▶ [Instructions for the task]:
Omit the images, then output each of the records below exactly.

▶ [Input]:
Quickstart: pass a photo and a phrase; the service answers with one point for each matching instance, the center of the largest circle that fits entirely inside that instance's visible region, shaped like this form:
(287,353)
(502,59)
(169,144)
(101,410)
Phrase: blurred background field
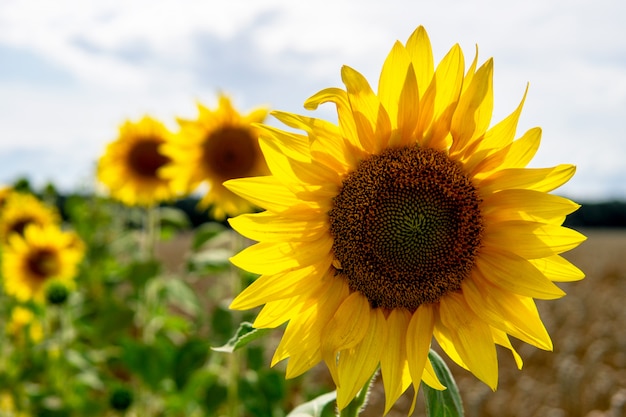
(584,376)
(135,337)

▶ [Solution to the exercise]:
Quickstart: pass a photo and a phrase; the service answers with one point for each matching instance, the center of the largest circle that fits entirely inside that instance's visible region, shaped like this form:
(287,353)
(502,59)
(169,144)
(101,410)
Phrase: blurred background field
(584,376)
(135,337)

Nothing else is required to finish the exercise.